§ AUSGEWÄHLTER TEXT

%%

Prinz Feisal al Hussein: Der Sohn des früheren jordanischen Königs Hussein ist seit 2010 IOC-Mitglied. Der einstige Ringer und Rallye-Sportler steht seit 2007 dem Nationalen Olympischen Komitee seines Landes vor. Seit 2020 ist er IOC-Mitglied. "Ich persönlich wäre flexibler bei den Regeln, als es heute der Fall ist. Die Welt sollte wissen, wer ihre Anführer sind", äußerte er sich ebenfalls kritisch zur Vorstellung der Kandidaten.
Wie verläuft der Wahlprozess?
Die Wahl des IOC-Präsidenten oder der IOC-Präsidentin erfolgt in geheimer Abstimmung während einer IOC-Session. Im aktuellen Fall wird die Nachfolge von Thomas Bach bei der 144. IOC-Session (18. bis 21. März 2025) in Athen entschieden. Gewählt wird am 20. März. Nach einer dreimonatigen Übergangsphase soll am 24. Juni 2025 das neue Mandat beginnen und die Zeit des deutschen IOC-Präsidenten Thomas Bach zu Ende gehen.
Wie lange dauert die Amtszeit des IOC-Präsidenten?
Der gewählte Präsident - oder die Präsidentin - wird für eine Amtszeit von acht Jahren ernannt. Nach dieser ersten Amtszeit besteht die Möglichkeit, für eine einmalige Verlängerung um vier Jahre wiedergewählt zu werden.
Zudem muss der Präsident oder die Präsidentin während seiner gesamten Amtszeit Mitglied des IOC bleiben und die Vorschriften der olympischen Charta einhalten, einschließlich der Altersgrenze von 70 Jahren. Wird ein Mitglied 70 Jahre alt, endet seine Mitgliedschaft - es sei denn, die Exekutive schlägt eine einmalige Verlängerung um vier Jahre vor, die von der IOC-Session bestätigt werden muss.
Der 70-jährige Bach, der 2013 den Belgier Jacques Rogge ablöste und 2021 für eine weitere Amtszeit auf dem IOC-Chefposten bestätigt wurde, bleibt also der olympischen Charta treu.
Wenn ein IOC-Mitglied seine Funktion als aktiver Athlet, als Präsident oder als leitender Funktionär eines Nationalen Olympischen Komitees (NOC) oder einer Internationalen Föderation (IF) allerdings verliert, endet auch seine Mitgliedschaft im IOC automatisch - und damit auch die Amtszeit als Präsident.

%%

§ AUFGABE A
Erkläre anhand des Textes zur Wahl des IOC-Präsidenten in ein bis drei Sätzen, warum die Amtszeit eines Präsidenten endet, wenn er seine Funktion als leitender Funktionär eines Nationalen Olympischen Komitees verliert.
Text und Datensätze sind voneinander unabhängiges Material.

§ ZU BEARBEITENDE DATENSÄTZE
%%

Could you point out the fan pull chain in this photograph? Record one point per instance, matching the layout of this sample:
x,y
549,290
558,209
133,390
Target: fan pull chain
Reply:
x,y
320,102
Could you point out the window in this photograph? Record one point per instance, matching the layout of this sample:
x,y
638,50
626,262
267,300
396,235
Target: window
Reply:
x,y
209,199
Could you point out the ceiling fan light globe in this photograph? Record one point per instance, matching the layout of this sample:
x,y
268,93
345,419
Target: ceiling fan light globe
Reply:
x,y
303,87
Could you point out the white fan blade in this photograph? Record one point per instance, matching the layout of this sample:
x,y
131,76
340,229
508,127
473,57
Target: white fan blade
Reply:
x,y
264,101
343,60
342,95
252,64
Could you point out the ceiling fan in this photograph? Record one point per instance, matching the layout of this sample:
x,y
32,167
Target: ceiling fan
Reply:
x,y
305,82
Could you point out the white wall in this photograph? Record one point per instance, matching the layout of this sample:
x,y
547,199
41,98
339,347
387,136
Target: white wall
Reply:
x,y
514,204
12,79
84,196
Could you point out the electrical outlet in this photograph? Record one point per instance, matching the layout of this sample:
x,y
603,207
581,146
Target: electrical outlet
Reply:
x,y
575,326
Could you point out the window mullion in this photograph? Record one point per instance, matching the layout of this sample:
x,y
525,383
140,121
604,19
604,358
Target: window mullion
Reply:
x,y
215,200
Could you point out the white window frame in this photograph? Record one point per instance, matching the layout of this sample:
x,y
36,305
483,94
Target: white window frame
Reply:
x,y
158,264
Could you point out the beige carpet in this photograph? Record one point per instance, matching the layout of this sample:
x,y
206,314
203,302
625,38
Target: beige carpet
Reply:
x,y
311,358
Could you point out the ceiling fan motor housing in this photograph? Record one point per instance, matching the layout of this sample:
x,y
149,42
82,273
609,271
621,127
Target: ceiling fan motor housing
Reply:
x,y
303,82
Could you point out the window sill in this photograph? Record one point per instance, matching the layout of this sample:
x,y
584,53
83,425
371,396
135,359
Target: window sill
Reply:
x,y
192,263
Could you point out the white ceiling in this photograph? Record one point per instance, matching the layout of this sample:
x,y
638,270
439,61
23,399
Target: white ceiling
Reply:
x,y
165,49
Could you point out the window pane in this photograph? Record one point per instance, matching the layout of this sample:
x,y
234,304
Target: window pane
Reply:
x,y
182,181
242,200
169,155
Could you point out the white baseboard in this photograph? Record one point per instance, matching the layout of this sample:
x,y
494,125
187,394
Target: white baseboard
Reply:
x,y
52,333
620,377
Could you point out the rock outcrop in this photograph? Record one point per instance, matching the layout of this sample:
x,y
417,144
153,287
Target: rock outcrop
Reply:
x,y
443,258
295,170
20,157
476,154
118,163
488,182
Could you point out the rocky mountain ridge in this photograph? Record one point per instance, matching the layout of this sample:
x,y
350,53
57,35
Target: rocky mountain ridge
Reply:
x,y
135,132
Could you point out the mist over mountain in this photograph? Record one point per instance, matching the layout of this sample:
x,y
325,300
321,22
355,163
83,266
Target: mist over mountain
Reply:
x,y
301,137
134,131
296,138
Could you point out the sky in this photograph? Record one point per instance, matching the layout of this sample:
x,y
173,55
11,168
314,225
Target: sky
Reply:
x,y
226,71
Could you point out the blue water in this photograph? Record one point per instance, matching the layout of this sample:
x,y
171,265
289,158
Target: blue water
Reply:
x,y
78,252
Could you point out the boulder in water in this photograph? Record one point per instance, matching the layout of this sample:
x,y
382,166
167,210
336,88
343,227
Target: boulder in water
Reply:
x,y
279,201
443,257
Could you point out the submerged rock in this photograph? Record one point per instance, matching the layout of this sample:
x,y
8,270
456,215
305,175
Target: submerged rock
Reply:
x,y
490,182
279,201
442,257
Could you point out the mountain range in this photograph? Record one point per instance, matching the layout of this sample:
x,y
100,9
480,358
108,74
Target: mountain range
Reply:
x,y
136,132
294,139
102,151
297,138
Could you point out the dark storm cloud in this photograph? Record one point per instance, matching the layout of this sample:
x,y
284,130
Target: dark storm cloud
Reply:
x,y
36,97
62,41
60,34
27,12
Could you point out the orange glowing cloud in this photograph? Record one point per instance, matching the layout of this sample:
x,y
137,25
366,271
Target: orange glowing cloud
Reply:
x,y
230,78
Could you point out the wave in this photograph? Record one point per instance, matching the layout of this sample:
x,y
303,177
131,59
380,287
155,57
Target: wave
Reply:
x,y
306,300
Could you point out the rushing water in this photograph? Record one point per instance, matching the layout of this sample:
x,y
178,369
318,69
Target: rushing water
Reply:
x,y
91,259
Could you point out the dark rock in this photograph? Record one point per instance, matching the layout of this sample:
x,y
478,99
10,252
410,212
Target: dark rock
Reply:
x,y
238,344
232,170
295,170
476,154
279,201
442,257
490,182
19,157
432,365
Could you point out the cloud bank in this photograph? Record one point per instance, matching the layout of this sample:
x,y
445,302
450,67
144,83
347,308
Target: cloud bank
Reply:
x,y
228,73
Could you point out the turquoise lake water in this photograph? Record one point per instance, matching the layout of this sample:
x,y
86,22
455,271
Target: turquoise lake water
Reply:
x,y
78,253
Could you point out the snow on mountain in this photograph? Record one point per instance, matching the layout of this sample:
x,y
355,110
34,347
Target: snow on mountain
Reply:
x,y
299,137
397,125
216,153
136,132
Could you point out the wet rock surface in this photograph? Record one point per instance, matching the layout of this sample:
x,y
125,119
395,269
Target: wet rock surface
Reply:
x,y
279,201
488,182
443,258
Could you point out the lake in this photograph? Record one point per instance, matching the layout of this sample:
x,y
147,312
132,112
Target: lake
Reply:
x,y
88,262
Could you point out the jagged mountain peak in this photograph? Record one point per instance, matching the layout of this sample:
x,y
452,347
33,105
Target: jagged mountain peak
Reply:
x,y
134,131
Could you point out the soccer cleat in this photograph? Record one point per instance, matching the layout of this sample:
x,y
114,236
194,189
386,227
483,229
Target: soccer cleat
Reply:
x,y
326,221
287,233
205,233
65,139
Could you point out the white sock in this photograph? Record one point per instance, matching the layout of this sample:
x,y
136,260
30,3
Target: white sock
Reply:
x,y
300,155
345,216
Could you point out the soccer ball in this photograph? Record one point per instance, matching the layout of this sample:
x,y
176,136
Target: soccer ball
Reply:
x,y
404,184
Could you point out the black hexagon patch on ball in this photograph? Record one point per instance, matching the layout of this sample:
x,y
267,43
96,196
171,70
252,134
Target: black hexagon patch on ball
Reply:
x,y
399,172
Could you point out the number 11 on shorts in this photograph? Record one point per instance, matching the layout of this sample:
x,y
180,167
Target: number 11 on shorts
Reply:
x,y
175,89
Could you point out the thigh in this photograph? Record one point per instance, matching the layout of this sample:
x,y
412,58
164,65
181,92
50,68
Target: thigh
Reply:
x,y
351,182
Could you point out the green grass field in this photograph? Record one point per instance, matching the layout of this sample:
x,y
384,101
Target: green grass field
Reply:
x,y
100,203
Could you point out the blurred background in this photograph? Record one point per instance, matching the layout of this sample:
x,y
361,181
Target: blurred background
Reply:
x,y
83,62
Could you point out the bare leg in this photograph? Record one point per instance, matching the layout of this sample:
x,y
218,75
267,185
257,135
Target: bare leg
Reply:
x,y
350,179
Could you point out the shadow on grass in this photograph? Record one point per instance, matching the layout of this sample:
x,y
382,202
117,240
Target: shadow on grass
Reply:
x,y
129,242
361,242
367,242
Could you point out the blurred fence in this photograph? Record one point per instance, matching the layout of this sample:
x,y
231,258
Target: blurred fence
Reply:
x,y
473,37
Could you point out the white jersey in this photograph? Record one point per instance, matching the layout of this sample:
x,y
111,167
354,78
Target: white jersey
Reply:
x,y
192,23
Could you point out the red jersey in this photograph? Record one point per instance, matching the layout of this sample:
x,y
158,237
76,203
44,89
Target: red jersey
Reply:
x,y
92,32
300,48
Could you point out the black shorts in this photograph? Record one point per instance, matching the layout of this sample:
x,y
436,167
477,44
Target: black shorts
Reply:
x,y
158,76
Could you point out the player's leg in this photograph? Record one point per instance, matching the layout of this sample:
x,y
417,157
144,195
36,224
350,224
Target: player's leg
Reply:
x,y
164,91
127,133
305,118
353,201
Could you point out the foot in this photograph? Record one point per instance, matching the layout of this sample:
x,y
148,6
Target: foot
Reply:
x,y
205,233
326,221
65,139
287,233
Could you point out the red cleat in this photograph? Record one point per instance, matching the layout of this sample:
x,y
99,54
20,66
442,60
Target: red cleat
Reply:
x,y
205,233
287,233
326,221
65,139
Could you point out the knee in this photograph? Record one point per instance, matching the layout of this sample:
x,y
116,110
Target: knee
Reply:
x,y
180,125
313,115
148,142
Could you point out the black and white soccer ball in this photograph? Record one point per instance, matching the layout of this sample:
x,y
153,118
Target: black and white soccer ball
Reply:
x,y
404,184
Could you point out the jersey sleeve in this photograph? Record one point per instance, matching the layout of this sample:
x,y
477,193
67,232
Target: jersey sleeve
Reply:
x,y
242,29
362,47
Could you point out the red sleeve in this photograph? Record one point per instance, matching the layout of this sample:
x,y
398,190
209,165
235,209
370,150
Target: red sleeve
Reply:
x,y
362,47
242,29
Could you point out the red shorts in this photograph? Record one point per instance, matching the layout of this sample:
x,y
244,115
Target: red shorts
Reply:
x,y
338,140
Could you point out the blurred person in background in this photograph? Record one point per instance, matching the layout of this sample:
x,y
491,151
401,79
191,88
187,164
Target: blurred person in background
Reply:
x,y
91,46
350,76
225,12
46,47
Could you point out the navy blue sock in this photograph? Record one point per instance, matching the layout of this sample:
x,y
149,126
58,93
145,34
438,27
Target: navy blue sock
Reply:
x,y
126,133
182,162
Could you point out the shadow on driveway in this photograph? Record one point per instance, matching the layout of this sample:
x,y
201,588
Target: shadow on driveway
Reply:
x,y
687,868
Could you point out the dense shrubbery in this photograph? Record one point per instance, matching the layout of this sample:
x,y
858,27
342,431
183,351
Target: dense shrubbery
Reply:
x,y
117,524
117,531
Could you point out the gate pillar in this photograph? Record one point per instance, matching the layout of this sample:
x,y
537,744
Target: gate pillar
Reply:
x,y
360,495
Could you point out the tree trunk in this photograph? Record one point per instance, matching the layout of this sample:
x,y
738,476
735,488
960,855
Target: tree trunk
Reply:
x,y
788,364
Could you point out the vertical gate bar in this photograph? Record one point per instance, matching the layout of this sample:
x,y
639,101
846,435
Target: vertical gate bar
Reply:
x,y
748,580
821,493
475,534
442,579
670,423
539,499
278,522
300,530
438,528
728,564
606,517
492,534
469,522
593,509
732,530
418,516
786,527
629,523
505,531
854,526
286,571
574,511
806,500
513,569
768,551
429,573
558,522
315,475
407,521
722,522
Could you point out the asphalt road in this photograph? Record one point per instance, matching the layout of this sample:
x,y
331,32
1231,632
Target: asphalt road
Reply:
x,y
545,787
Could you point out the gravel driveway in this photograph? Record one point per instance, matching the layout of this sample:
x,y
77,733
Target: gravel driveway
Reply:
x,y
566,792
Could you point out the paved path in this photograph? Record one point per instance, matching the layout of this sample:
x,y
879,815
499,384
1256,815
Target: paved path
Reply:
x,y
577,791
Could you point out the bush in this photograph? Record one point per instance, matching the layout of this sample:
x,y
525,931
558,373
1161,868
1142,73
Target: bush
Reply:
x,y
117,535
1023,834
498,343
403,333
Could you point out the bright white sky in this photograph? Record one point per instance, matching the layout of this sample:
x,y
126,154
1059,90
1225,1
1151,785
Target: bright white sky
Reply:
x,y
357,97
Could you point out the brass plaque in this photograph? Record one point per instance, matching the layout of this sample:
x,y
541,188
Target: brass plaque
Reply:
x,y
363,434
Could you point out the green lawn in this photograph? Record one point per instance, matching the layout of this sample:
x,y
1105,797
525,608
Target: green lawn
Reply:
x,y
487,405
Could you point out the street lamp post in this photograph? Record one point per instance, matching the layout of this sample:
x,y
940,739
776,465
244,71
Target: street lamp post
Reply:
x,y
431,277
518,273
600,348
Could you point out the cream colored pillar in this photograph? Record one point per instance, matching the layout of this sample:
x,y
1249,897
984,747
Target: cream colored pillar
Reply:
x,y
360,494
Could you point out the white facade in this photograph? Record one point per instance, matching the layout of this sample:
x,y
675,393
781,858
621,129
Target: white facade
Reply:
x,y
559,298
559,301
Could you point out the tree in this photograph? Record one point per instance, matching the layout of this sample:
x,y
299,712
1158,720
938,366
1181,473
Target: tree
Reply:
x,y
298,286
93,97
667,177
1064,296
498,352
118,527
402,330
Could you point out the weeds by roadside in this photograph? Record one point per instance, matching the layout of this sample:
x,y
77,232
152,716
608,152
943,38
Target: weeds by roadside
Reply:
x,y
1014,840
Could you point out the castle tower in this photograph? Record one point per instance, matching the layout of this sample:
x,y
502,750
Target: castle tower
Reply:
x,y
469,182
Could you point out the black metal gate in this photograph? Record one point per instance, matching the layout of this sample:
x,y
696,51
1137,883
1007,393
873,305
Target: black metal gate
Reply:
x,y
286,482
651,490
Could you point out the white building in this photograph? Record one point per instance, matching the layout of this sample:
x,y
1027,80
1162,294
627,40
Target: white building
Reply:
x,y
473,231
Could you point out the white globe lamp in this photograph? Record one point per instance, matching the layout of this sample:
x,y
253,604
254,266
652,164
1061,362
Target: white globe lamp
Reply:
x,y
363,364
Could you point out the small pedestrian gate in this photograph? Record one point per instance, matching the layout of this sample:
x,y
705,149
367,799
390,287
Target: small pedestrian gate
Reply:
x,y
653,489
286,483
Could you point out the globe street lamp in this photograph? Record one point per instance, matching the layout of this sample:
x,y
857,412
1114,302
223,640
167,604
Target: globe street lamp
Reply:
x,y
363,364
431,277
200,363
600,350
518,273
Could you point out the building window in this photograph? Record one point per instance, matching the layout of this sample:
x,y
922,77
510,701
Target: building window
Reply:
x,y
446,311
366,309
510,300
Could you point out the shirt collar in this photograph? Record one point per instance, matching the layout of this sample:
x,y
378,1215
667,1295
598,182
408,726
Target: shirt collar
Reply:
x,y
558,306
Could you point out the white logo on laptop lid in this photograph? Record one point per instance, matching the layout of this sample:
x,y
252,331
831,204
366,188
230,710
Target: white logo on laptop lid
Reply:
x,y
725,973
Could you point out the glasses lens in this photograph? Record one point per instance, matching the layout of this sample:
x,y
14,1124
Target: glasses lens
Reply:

%%

§ AUFGABE B
Gib an, wie viele Zeilen der Datensätze die Zeichenfolge "hexagon" enthalten, wobei Groß- und Kleinschreibung zählt. Nenne nur die Zahl.

§ LÖSUNG A
Verliert ein IOC-Mitglied seine Funktion als leitender Funktionär eines Nationalen Olympischen Komitees, endet seine Mitgliedschaft im IOC automatisch. Da der Präsident während seiner gesamten Amtszeit Mitglied des IOC bleiben muss, endet damit auch seine Amtszeit als Präsident.

§ LÖSUNG B
2